Write out the records below as a numbered list with one line per entry, skipping any blank lines and leaving out the pictures.

━━━━━ PROVIDED DATA

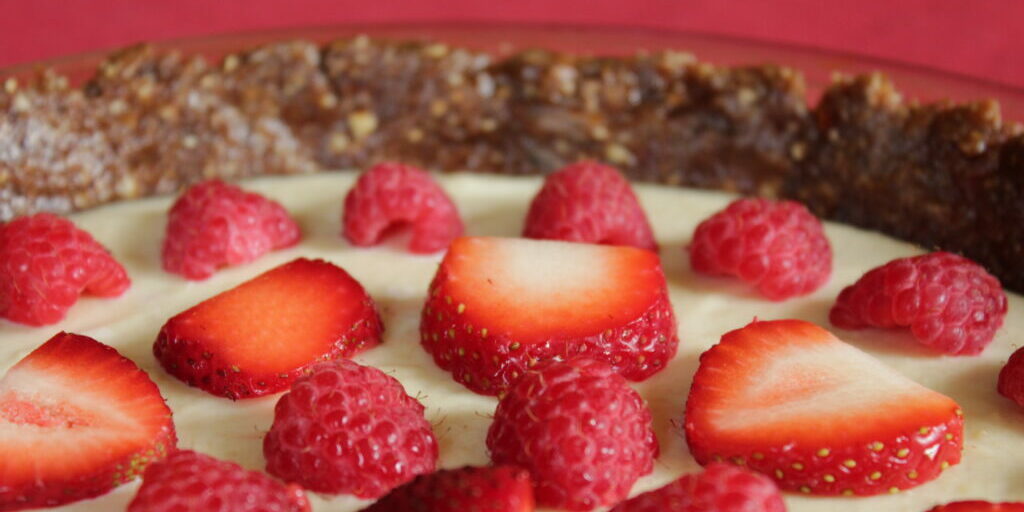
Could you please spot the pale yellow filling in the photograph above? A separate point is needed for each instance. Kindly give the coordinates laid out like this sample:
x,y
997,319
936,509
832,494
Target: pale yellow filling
x,y
992,466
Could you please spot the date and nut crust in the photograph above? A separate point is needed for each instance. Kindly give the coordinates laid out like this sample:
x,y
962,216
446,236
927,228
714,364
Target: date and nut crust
x,y
942,175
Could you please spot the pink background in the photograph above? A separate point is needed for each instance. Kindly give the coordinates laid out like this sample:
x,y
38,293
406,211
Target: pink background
x,y
980,38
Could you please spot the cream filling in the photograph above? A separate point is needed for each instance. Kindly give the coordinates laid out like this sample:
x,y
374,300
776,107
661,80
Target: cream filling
x,y
496,206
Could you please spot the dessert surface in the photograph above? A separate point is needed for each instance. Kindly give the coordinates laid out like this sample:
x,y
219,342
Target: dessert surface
x,y
705,307
152,121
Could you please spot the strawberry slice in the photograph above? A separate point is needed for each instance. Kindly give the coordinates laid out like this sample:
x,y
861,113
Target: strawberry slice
x,y
500,488
498,306
77,419
979,506
258,337
791,400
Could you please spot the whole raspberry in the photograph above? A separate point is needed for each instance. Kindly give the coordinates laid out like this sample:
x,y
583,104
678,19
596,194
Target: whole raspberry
x,y
777,246
592,203
186,480
949,302
390,196
1011,382
215,224
46,262
502,488
721,487
346,428
583,433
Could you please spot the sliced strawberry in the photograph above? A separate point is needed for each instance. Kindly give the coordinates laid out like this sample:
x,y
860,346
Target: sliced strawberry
x,y
498,306
791,400
979,506
256,338
77,419
501,488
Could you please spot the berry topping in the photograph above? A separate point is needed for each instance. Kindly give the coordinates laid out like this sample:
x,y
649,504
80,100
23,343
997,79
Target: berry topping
x,y
186,480
502,488
393,196
1011,382
776,246
579,428
592,203
215,224
499,305
788,399
77,419
949,302
256,338
979,506
721,487
345,428
46,263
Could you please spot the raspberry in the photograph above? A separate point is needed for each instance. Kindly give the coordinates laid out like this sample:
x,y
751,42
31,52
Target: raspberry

━━━━━━━━━━

■ **RESPONSE**:
1. Could you please spot the pale yellow filling in the photograph above? A separate point is needed for each instance. Kindly give the coordinates laid out like this sample:
2. x,y
3. 997,319
4. 936,509
5. 832,494
6. Target: pale yellow filling
7. x,y
8. 992,466
9. Could you please spot the date and nut crust in the photograph above? A separate point is needed for each instance. Kindly give the coordinates laid out like this sample:
10. x,y
11. 962,216
12. 446,236
13. 927,228
14. 714,364
15. Target: date and nut crust
16. x,y
17. 942,175
18. Could you please spot the pink background in the photograph above? A separate point is needed for each instance. Kindly give the coordinates laid out like this sample:
19. x,y
20. 38,293
21. 406,211
22. Target: pink background
23. x,y
24. 980,38
25. Could you please spot the cream filling in the photograph above? A separate point is needed for each instance. Kindly give the coordinates laid out like this sample:
26. x,y
27. 374,300
28. 776,107
29. 661,80
30. Target: cream filling
31. x,y
32. 496,206
33. Could you please spot the dessert surface in the photograph above? A separate point is needed for each instance. Kindly give the coordinates laid out like this sample:
34. x,y
35. 219,342
36. Target: dessert surface
37. x,y
38. 705,307
39. 152,121
40. Could you please spot the strawberry slice in the photograph above? A separate point is needed for each instance. Kindly give the coordinates laid out like this sample:
41. x,y
42. 861,113
43. Target: strawberry slice
44. x,y
45. 500,488
46. 498,306
47. 77,419
48. 979,506
49. 258,337
50. 791,400
51. Could you please spot the whole raspberry in the photograph above? A separate point is needed for each instance. Kindly give the coordinates laid out like this sample:
52. x,y
53. 583,104
54. 678,19
55. 596,194
56. Target: whole raspberry
57. x,y
58. 777,246
59. 592,203
60. 186,480
61. 949,302
62. 390,196
63. 1011,382
64. 215,224
65. 46,262
66. 502,488
67. 721,487
68. 346,428
69. 583,433
70. Could you please spot the sliced strawberry in the photograph above? A separate point is needed for each instance. Kindly give the coordinates laid out like this sample:
71. x,y
72. 860,346
73. Target: sliced strawberry
74. x,y
75. 498,306
76. 791,400
77. 979,506
78. 256,338
79. 77,419
80. 501,488
81. Could you please spot the berry topping in the photograph above? A separate point is needed for each instance. Kindly give the coordinates laid out like this sample:
82. x,y
83. 649,504
84. 80,100
85. 23,343
86. 997,79
87. Target: berry topping
88. x,y
89. 186,480
90. 502,488
91. 393,196
92. 1011,382
93. 776,246
94. 579,428
95. 592,203
96. 215,224
97. 499,305
98. 788,399
99. 77,419
100. 949,302
101. 256,338
102. 979,506
103. 721,487
104. 345,428
105. 46,263
106. Could you please spot the raspberry in the photograph above? A separate point is needed for each instance. Kindly give the coordinates laid out like this sample:
107. x,y
108. 751,42
109. 31,52
110. Target: raspberry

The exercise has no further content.